Exercise passage
::::::::::
Queue is for Quince

Queue is for Quince

Anyone who lives in the Yonge Street-Davisville-Eglinton area and has more than a passing interest in food must know La Salumeria, the tiny but well-stocked Italian deli owned and run by Rita and Ernesto Fuda for the last 20 years. Charles Oberdorf, then food editor of Toronto Life, introduced me to the place a decade ago (in those days Ernesto cut the best prosciutto in the city and carried more olive oils than almost anyone else). It was the first Italian deli in Toronto I had found that actually smelt like an Italian deli, with a complex and delectable aroma of freshly cut parmesan cheese, sopressata sausage and fresh crostoli made by Rita’s sister-in-law.
::::::::::
Your objective
Resume the piece about the La Salumeria deli right after its final sentence. You can complete the work here without the data.

Record excerpts
::::::::::
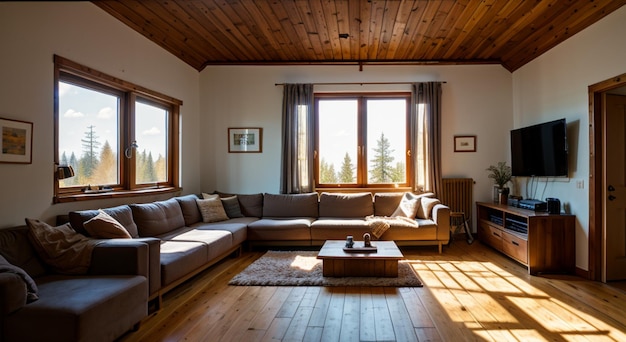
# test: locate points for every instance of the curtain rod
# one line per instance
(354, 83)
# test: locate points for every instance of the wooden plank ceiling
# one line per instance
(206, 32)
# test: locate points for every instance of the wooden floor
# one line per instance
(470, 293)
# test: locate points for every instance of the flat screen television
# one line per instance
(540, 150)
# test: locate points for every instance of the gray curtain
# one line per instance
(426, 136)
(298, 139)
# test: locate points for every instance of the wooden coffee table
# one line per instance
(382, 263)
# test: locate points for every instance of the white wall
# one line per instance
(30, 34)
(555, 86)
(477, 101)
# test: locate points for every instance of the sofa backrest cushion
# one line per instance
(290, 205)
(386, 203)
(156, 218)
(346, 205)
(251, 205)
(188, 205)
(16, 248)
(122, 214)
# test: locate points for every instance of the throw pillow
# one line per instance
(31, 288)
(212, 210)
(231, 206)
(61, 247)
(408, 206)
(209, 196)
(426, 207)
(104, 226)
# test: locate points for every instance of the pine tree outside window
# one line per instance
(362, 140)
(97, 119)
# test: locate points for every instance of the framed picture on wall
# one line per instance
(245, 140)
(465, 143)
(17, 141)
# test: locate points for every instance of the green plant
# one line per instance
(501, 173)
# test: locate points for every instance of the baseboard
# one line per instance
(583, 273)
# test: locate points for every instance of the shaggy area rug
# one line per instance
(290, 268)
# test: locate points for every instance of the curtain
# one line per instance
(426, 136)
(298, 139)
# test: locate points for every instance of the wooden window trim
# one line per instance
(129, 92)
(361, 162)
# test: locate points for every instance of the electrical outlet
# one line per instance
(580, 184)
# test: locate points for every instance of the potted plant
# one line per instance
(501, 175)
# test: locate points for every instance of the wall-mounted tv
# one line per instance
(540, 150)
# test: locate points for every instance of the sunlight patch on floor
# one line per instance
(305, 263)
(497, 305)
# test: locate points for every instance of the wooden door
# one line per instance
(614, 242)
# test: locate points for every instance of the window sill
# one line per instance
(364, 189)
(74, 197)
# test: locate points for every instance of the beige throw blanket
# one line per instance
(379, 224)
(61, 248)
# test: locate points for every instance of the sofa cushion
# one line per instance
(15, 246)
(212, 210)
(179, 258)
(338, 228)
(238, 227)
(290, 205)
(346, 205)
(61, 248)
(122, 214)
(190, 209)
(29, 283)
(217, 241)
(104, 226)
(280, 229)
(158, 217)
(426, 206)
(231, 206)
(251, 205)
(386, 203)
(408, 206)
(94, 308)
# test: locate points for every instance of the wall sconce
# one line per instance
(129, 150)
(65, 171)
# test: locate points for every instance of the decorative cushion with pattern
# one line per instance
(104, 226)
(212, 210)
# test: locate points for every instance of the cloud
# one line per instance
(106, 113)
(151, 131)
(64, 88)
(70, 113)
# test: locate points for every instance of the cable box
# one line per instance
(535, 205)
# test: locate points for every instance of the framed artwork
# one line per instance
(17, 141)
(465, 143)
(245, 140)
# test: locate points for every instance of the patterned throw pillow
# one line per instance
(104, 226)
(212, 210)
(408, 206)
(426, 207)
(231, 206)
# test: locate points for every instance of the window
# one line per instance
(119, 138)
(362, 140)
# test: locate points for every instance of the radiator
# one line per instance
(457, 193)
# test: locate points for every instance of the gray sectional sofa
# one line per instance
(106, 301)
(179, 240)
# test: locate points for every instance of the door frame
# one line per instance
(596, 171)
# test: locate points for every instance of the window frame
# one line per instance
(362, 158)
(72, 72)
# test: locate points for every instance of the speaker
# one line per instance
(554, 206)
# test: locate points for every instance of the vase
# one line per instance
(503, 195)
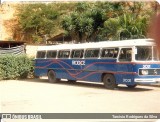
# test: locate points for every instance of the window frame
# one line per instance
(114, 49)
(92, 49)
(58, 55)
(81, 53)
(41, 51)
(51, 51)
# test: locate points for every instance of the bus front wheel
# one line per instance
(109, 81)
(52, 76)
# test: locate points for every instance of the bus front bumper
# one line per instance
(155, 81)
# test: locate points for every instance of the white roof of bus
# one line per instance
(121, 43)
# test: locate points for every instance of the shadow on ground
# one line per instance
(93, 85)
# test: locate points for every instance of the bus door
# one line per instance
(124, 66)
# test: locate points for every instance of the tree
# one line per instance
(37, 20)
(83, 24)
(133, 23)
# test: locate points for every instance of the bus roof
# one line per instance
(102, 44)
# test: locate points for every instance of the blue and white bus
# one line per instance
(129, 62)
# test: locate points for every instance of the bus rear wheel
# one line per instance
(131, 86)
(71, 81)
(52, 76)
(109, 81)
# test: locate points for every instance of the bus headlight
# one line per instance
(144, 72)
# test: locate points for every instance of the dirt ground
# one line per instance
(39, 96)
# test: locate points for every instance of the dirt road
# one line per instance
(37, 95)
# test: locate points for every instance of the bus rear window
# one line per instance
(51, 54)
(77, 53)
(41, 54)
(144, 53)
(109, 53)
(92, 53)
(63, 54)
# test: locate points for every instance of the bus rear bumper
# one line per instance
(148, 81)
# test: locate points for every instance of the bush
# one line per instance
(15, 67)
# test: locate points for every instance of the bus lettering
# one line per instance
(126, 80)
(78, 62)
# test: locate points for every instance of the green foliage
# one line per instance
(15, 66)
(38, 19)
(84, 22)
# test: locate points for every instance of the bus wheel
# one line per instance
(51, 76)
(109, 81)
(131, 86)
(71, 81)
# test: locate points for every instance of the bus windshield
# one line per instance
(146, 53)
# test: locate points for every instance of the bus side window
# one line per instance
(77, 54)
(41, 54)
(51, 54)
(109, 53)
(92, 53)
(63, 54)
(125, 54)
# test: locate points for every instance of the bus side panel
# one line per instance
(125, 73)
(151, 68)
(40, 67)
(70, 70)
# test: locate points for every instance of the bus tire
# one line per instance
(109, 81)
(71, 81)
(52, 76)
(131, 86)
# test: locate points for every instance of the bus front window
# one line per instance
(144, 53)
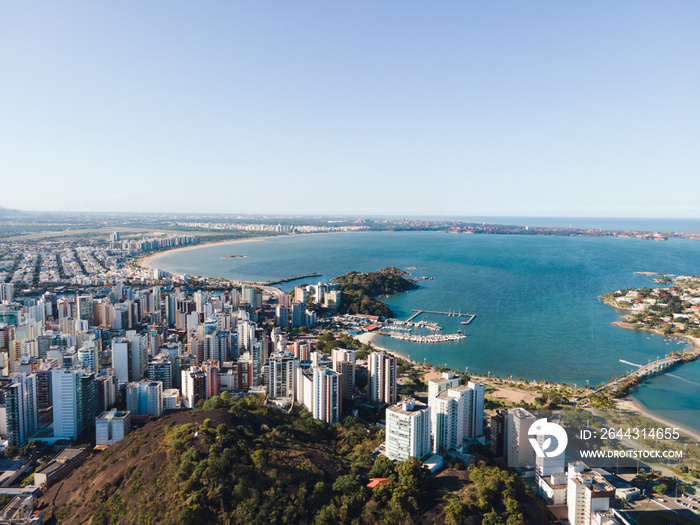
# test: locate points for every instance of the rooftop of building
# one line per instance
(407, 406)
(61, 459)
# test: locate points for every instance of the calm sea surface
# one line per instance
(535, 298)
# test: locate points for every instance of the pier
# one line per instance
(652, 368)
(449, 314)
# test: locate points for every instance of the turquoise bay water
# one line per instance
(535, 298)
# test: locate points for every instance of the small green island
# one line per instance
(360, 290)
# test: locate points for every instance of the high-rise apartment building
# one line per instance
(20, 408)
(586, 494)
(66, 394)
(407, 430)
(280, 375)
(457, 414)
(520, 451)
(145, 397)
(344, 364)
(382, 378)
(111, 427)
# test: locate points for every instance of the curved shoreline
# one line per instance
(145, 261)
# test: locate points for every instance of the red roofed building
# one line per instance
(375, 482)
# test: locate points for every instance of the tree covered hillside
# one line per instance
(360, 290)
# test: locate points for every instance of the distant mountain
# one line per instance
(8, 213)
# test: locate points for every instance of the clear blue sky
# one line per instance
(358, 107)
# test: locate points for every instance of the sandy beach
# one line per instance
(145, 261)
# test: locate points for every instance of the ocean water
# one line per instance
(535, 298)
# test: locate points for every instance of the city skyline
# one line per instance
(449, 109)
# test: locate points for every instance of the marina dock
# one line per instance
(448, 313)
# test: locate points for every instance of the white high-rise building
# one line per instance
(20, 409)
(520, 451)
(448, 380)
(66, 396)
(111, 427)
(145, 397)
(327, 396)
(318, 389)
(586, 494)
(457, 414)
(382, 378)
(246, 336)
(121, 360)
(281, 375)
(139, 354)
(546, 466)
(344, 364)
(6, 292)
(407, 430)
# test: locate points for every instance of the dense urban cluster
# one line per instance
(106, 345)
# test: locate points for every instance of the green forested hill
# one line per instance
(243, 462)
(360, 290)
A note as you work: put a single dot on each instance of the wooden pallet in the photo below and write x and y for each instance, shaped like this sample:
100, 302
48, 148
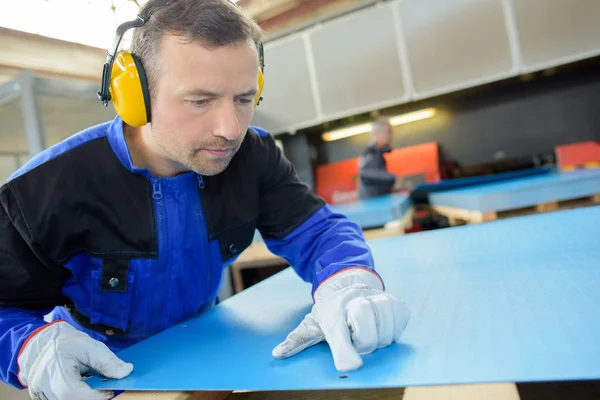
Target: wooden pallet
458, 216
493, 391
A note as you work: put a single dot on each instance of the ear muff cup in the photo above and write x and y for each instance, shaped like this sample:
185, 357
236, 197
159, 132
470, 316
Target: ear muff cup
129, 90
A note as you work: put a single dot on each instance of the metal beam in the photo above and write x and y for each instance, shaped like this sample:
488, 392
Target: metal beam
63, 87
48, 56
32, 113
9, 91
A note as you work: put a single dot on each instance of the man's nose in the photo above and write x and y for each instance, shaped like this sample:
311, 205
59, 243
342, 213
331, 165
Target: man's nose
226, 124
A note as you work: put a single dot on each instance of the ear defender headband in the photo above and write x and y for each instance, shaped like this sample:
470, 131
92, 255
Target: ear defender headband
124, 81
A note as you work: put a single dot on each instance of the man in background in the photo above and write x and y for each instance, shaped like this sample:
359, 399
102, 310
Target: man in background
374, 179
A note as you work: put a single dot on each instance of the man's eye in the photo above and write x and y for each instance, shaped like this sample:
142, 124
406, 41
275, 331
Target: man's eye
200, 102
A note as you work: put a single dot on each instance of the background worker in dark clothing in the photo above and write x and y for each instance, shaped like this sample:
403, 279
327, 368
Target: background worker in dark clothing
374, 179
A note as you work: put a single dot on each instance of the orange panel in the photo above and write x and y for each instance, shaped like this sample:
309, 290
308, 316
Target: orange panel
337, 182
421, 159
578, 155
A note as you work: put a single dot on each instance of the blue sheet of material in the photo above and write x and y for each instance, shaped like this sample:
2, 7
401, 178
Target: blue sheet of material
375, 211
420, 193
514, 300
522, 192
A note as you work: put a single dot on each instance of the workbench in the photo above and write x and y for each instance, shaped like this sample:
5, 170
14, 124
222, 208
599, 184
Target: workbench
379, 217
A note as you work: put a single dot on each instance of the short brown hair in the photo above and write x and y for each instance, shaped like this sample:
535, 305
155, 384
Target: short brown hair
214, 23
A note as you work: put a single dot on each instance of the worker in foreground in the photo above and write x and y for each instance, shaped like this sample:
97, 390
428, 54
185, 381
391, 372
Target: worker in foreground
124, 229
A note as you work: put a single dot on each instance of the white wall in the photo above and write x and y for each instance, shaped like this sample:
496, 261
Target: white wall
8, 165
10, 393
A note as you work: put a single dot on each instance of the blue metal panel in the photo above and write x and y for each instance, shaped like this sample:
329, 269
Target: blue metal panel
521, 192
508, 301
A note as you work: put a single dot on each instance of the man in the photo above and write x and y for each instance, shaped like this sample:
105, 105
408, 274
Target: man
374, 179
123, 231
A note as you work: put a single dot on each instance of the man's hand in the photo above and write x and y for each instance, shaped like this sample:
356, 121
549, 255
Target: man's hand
::::::::::
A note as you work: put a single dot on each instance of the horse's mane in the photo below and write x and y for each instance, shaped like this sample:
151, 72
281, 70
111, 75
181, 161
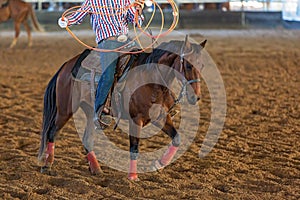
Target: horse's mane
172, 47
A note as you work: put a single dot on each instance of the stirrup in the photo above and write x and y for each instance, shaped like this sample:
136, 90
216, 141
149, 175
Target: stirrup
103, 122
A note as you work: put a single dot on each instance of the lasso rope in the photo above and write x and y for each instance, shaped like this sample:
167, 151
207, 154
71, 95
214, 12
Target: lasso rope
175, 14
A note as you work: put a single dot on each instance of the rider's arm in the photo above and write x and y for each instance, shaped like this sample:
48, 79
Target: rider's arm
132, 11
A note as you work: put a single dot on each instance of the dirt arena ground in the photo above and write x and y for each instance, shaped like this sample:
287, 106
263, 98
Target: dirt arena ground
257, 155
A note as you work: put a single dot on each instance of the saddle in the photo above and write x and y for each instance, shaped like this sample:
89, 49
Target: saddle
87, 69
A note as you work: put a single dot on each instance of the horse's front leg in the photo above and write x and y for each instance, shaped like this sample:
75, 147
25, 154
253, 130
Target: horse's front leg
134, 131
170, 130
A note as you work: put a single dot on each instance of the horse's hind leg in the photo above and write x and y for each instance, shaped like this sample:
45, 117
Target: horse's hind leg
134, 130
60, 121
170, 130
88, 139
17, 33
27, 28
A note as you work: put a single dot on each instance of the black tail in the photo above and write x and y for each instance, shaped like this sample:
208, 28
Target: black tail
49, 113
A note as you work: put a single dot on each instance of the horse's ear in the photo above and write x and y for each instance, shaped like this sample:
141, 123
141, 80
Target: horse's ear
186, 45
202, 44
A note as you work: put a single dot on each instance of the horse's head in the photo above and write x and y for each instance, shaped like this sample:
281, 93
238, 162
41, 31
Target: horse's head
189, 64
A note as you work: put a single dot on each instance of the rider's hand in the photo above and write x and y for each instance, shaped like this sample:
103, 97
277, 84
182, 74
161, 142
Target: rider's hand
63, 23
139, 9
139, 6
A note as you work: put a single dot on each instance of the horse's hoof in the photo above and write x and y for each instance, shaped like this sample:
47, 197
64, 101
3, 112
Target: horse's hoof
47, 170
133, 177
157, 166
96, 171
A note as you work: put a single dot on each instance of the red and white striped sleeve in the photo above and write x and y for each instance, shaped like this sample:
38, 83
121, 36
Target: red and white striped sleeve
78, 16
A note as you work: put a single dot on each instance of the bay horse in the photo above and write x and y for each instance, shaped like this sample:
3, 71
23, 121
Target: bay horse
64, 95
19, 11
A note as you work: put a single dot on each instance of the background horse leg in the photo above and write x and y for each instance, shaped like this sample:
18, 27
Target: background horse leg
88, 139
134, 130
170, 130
::::::::::
Expected answer
Now the Fudas are retiring while Ernesto patiently waits for a donor for a kidney transplant. To thank them and honour them, a party was held last Thursday at Grano, organized in part by Oberdorf. “We’re holding it early in the evening and expecting more than 100 people, including many in whites and waiters’ aprons,” he told me. “So service may be a little slow during first seatings at Vittorio’s, Quince, Zucca, even the fried chicken place at Lola Road… Virtually all non-Oriental chefs on this chef-rich strip of Yonge Street have relied on La Salumeria over the years for the odd kilo of grana padano,ends of prosciutto or bottle of walnut oil.” The deli’s new owner Carlo Celebre hopes to maintain that helpful reputation and vows to leave things as they are in the beloved store.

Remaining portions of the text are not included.